What to do –
[a] Reproduce, word for word, the part of the genome passage starting at "More problematic is" and ending at "to environmental stimuli.".
[b] Carry on the genome passage, picking up right after its final sentence.

Extract –

Start of Block

Convincing governments and other funders to support these kinds of initiatives rather than searching for a magic bullet to cure a disease such as cancer presents a challenge. “Getting population cohort studies launched in Canada is very difficult,” says Tom Hudson, president and scientific director of the Ontario Institute for Cancer Research. “It’s less sexy than funding basic human genome research.” Hudson has made consulting with clinicians and assessing their requirements a high priority. “We need to turn the question around,” he says. “We have to identify the medical need and make sure our research programs create paths to address those clinical questions. It’s like starting a puzzle from the end.”
More problematic is the reality that the human genome is still a vast catalogue of the unknown and scarcely known. The Human Genome Project’s most startling finding was that human genes, as currently defined, make up less than 2 percent of all the DNA on the genome, and that the total number of genes is relatively small. Scientists had predicted there might be 80,000 to 140,000 human genes, but the current tally is fewer than 25,000—as one scientific paper put it, somewhere between that of a chicken and a grape. The remaining 98 percent of our DNA, once dismissed as “junk DNA,” is now taken more seriously. Researchers have focused on introns, in the gaps between the coding segments of genes, which may play a crucial role in regulating gene expression, by switching them on and off in response to environmental stimuli.

End of Block

Excerpted data –

Start of Block

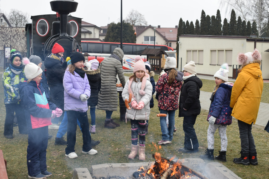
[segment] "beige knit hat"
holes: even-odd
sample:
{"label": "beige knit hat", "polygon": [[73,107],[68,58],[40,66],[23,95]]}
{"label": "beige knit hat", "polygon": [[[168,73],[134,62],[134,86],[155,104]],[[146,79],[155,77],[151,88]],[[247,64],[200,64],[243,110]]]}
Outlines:
{"label": "beige knit hat", "polygon": [[25,66],[24,68],[25,77],[28,80],[34,78],[43,72],[39,67],[34,63],[30,62],[29,59],[26,57],[23,59],[22,63]]}
{"label": "beige knit hat", "polygon": [[195,63],[193,61],[191,61],[185,65],[182,69],[183,71],[186,71],[190,73],[196,74],[196,67]]}

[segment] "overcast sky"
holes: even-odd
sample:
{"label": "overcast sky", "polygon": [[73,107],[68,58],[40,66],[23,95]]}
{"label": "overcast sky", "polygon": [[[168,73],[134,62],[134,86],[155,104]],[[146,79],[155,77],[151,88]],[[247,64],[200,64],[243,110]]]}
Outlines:
{"label": "overcast sky", "polygon": [[[216,16],[217,10],[221,11],[221,20],[225,17],[229,20],[229,12],[225,17],[224,8],[219,7],[220,0],[123,0],[122,17],[124,19],[132,9],[143,15],[148,25],[160,25],[162,27],[173,27],[178,24],[180,17],[185,22],[194,24],[200,21],[202,10],[206,15]],[[11,9],[17,9],[28,13],[29,17],[41,14],[53,14],[49,2],[51,0],[0,0],[0,9],[6,15]],[[117,22],[121,17],[120,0],[76,0],[78,3],[76,12],[71,13],[82,20],[96,25],[104,26],[112,22]]]}

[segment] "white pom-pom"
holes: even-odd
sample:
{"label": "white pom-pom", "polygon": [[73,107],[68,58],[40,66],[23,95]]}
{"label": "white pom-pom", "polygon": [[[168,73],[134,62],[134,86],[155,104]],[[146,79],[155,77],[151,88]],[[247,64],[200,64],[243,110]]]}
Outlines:
{"label": "white pom-pom", "polygon": [[229,66],[228,65],[228,63],[223,63],[223,64],[221,65],[221,68],[224,69],[226,69],[226,70],[229,70]]}
{"label": "white pom-pom", "polygon": [[134,61],[136,62],[141,59],[141,57],[140,55],[137,55],[134,57]]}
{"label": "white pom-pom", "polygon": [[24,65],[30,63],[30,60],[27,57],[24,57],[22,59],[22,63]]}

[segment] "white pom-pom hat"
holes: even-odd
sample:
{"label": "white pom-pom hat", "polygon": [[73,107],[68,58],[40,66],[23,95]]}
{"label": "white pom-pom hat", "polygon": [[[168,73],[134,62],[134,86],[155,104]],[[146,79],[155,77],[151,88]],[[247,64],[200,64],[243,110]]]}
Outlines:
{"label": "white pom-pom hat", "polygon": [[25,66],[24,68],[25,77],[28,80],[34,78],[43,72],[39,67],[34,63],[30,62],[29,59],[26,57],[22,59],[22,63]]}
{"label": "white pom-pom hat", "polygon": [[134,61],[135,63],[134,66],[134,69],[133,70],[134,73],[139,70],[142,70],[146,73],[146,67],[145,66],[145,63],[143,60],[141,59],[141,57],[139,55],[137,55],[134,57]]}
{"label": "white pom-pom hat", "polygon": [[228,64],[225,63],[221,65],[221,67],[220,69],[215,74],[214,77],[221,79],[225,82],[228,81],[228,73],[229,73],[229,67]]}

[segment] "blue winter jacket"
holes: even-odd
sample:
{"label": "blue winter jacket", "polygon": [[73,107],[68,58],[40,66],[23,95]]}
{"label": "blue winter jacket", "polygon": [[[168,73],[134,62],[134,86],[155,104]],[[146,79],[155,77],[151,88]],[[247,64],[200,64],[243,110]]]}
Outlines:
{"label": "blue winter jacket", "polygon": [[211,116],[217,118],[214,124],[229,125],[232,124],[231,114],[232,108],[230,107],[232,88],[233,83],[221,83],[216,91],[214,100],[210,105],[207,120]]}

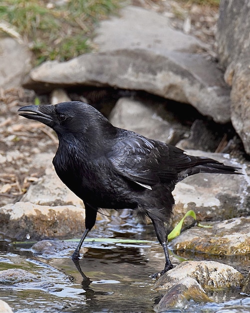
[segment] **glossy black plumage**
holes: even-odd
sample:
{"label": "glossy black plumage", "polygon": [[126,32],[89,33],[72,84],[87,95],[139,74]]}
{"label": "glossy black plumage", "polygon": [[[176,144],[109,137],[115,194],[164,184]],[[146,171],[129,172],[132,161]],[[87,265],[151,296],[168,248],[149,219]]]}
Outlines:
{"label": "glossy black plumage", "polygon": [[153,222],[166,256],[164,269],[153,277],[162,274],[173,268],[164,223],[174,204],[171,192],[175,184],[199,172],[234,174],[238,170],[115,128],[94,108],[81,102],[29,106],[18,111],[55,131],[59,146],[53,160],[55,170],[84,203],[86,230],[75,258],[99,208],[132,208]]}

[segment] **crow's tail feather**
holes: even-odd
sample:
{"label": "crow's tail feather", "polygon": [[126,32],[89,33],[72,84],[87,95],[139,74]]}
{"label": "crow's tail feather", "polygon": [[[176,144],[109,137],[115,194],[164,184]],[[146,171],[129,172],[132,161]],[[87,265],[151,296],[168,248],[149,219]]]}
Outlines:
{"label": "crow's tail feather", "polygon": [[179,174],[178,182],[182,180],[188,176],[198,173],[242,174],[242,173],[238,172],[241,170],[241,168],[225,165],[223,163],[212,158],[198,156],[191,158],[194,164],[192,167],[186,168]]}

End of Block

Responses –
[a]
More problematic is the reality that the human genome is still a vast catalogue of the unknown and scarcely known. The Human Genome Project’s most startling finding was that human genes, as currently defined, make up less than 2 percent of all the DNA on the genome, and that the total number of genes is relatively small. Scientists had predicted there might be 80,000 to 140,000 human genes, but the current tally is fewer than 25,000—as one scientific paper put it, somewhere between that of a chicken and a grape. The remaining 98 percent of our DNA, once dismissed as “junk DNA,” is now taken more seriously. Researchers have focused on introns, in the gaps between the coding segments of genes, which may play a crucial role in regulating gene expression, by switching them on and off in response to environmental stimuli.

[b]
Gene regulation, whether by introns or by regulator genes, forms one aspect of the burgeoning field of epigenetics, which concerns itself with the process of differential gene expression. In a classic study published in 2004, biologists at McGill University in Montreal identified a regulatory sequence in rat pups that lowered stress hormone production when the mother groomed them; their production of the hormone stayed low throughout their lives. Moreover, the researchers could adjust the gene in healthy adults to increase their stress, and in agitated adults to lower it. Though not their intention, the study provided the genetic evidence to prove Freud right: what happens in childhood has a lasting, though theoretically reversible, biological effect on adult behaviour.
Epigenetics is just one of many disciplines supercharged by the Human Genome Project. Another is proteomics, which focuses on the structure and function of proteins within an organism. It shows us more clearly how our genes and proteins coexist and interact with the genes and proteins of the trillions of microbes each of us hosts. Indeed, our bodies contain ten times more microbial cells than human cells. Human microbiomics studies the approximately three million microbial genes in the human body, a genetic load so massive it is almost nonsensical to talk about “our” bodies at all. The food we eat, the drugs we consume, our emotional and social environments, or whether we get vaccinated (“vaccinomics,” of course)—all these factors affect how our genes are expressed. Each action sets in motion a Rubik’s cube of metabolic variables we have only begun to comprehend.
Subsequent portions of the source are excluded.